**Directions for this task**:
Format the lines of the records as a numbered list, starting at the line containing "</instance>" and ending with the last line of the records, both included. Leave out blank lines.

**Dataset**:

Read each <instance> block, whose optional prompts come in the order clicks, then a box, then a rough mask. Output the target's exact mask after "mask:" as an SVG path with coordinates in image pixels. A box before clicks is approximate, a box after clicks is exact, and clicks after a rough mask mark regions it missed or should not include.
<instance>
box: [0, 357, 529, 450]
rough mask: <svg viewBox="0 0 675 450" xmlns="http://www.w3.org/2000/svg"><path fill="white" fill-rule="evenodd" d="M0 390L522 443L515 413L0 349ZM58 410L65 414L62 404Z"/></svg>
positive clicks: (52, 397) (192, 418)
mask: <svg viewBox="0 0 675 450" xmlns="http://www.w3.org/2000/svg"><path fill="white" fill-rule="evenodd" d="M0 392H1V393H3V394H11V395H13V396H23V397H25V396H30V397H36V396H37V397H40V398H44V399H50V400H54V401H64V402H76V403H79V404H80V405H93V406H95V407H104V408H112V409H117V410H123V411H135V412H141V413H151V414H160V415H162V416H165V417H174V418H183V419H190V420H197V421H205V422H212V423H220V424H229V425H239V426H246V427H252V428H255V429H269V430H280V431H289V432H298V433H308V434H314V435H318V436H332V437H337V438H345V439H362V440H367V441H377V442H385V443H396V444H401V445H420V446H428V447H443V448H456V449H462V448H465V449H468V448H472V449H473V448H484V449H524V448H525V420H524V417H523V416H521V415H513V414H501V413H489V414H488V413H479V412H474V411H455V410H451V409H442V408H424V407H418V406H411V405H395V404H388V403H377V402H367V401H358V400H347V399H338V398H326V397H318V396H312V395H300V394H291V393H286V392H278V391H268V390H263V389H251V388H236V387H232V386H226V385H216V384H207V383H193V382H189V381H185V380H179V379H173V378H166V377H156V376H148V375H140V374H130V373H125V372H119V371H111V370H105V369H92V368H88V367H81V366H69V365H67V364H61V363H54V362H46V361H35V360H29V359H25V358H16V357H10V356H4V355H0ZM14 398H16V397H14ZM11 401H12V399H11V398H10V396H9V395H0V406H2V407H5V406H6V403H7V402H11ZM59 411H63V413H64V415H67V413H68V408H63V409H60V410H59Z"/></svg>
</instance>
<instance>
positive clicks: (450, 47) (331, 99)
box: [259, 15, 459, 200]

**Task result**:
1. </instance>
2. <instance>
3. positive clicks: (450, 47) (331, 99)
4. box: [259, 15, 459, 200]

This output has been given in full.